Task details.
Work out how many lines in the material beneath contain "slab". Give only that number.

Records for this exercise.

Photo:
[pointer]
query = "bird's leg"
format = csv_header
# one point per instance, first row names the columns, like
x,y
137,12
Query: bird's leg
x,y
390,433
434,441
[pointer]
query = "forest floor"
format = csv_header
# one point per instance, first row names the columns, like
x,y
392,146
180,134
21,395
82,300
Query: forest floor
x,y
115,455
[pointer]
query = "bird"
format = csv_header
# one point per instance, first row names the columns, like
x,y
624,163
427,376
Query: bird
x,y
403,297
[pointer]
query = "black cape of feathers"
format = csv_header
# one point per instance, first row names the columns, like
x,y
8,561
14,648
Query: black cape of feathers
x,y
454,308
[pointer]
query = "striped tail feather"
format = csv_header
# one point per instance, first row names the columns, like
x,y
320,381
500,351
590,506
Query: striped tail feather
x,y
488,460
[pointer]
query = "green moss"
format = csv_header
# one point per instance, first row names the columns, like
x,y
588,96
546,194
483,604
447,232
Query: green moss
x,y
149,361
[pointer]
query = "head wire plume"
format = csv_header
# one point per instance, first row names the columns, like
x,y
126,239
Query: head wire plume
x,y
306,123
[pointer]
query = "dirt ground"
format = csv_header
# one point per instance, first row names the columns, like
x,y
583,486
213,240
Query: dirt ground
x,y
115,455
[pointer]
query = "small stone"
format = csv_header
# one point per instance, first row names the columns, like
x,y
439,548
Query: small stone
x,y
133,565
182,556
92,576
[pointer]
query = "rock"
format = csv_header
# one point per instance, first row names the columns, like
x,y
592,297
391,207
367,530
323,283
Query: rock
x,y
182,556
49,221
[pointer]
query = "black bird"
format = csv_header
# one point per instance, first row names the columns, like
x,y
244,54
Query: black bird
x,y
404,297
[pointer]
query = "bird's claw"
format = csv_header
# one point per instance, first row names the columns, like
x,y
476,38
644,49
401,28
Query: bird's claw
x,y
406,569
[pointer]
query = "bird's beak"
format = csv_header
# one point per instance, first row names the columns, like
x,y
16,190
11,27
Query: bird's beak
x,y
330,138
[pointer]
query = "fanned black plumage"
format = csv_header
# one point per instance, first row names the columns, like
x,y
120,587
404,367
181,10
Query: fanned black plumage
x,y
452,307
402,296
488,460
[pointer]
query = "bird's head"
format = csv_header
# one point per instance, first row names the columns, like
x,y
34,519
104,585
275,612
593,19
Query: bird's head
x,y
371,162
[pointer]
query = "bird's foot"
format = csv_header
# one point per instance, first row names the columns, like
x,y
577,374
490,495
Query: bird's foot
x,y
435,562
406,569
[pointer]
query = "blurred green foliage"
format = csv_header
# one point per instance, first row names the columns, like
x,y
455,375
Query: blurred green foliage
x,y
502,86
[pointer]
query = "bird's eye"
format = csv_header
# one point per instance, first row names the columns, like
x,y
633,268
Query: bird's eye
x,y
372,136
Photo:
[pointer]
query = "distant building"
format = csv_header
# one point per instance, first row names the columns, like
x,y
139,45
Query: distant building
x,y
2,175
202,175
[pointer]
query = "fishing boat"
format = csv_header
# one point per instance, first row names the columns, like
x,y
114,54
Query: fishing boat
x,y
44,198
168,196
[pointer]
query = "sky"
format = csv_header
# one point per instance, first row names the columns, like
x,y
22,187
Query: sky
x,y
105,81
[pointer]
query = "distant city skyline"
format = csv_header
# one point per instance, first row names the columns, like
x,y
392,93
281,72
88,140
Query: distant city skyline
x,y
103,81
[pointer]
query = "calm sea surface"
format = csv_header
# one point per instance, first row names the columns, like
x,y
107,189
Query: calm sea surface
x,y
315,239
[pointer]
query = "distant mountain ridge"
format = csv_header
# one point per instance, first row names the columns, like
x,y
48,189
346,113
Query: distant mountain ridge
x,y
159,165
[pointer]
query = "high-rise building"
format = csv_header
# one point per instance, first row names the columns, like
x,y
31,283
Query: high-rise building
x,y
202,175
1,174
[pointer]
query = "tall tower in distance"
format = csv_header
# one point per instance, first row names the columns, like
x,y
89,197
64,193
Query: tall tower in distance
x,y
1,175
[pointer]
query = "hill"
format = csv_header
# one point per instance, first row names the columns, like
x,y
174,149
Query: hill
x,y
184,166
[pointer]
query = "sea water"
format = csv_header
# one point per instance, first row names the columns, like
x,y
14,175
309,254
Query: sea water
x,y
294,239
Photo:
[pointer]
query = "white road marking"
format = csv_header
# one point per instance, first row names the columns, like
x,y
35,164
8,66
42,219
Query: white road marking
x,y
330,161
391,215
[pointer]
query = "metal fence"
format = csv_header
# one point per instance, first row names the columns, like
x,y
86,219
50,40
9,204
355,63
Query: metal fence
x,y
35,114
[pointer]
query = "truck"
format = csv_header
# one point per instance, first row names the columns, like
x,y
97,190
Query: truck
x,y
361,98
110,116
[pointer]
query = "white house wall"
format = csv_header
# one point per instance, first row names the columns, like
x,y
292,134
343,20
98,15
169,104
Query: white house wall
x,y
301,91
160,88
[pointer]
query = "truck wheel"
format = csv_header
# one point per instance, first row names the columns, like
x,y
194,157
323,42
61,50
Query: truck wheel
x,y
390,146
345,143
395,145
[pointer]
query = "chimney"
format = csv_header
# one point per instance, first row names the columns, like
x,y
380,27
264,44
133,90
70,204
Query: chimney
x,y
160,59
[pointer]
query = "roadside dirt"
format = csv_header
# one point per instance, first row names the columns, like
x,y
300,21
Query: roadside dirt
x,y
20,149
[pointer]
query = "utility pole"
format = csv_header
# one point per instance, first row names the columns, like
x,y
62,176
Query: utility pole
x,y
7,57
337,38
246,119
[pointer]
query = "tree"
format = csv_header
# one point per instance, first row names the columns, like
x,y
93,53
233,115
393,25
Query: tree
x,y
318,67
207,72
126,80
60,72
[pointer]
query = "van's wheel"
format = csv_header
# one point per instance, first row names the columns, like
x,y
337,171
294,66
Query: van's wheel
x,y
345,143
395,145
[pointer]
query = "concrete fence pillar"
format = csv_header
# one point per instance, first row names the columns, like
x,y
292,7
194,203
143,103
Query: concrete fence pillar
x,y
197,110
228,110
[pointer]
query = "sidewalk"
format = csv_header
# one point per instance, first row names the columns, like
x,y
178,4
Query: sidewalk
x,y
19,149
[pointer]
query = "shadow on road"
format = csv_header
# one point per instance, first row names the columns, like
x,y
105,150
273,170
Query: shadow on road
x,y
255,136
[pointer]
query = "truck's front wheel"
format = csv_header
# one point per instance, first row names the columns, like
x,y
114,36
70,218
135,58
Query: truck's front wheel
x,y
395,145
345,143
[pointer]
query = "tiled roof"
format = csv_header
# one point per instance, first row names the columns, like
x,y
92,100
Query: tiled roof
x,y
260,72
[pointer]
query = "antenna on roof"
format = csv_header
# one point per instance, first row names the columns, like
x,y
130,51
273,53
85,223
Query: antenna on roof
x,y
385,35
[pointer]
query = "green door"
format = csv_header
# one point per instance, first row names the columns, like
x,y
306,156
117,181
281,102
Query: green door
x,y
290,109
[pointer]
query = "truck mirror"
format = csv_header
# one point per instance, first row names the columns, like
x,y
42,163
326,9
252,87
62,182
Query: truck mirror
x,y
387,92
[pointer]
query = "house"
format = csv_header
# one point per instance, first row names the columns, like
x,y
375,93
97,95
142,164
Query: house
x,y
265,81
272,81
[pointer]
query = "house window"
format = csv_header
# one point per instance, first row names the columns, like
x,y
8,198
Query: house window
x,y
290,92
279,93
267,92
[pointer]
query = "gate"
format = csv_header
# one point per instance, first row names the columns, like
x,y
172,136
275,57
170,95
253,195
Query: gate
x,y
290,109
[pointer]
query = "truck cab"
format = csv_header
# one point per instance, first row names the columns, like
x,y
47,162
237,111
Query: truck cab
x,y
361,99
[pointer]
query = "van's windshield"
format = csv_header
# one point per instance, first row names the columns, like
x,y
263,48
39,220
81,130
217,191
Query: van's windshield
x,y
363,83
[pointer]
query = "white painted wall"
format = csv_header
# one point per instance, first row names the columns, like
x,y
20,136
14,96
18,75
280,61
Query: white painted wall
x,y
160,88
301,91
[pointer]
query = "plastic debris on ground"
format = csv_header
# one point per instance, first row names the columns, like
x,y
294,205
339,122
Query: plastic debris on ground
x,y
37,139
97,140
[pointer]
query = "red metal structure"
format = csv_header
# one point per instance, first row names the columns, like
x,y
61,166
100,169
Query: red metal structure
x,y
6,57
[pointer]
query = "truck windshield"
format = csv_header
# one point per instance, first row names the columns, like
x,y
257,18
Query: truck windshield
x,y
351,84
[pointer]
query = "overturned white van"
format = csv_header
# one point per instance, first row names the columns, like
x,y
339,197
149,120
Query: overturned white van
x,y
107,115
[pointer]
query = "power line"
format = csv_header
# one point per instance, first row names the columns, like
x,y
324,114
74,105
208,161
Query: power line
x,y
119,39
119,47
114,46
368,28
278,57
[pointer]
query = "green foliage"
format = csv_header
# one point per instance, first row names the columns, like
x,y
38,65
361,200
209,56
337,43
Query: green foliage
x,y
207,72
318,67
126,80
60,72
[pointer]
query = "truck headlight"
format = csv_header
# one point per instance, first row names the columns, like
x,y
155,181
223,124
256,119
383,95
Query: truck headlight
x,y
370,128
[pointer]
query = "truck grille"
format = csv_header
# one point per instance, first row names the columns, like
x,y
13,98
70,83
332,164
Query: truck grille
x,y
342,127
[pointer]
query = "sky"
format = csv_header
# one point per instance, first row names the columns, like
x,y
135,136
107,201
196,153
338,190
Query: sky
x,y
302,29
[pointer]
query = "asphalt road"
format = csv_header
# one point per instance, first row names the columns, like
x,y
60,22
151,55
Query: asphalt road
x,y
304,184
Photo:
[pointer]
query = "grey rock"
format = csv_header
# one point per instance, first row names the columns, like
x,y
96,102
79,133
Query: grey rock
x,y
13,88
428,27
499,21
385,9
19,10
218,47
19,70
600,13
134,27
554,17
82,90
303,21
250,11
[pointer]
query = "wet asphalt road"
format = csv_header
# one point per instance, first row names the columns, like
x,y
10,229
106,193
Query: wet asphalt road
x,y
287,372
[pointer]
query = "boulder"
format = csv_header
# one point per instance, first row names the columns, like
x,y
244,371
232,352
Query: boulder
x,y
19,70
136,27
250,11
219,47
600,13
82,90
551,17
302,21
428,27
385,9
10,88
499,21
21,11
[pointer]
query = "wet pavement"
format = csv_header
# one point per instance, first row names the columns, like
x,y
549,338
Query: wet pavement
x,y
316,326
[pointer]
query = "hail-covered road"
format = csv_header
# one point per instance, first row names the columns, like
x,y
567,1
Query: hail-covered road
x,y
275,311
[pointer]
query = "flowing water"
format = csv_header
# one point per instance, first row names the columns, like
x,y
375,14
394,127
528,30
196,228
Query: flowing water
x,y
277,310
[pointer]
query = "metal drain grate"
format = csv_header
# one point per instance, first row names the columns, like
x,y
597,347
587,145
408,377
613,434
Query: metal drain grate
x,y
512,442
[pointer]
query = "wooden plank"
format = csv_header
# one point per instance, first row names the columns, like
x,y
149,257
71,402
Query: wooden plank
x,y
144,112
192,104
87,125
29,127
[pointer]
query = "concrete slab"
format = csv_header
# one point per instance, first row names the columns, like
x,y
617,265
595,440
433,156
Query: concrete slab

Exercise solution.
2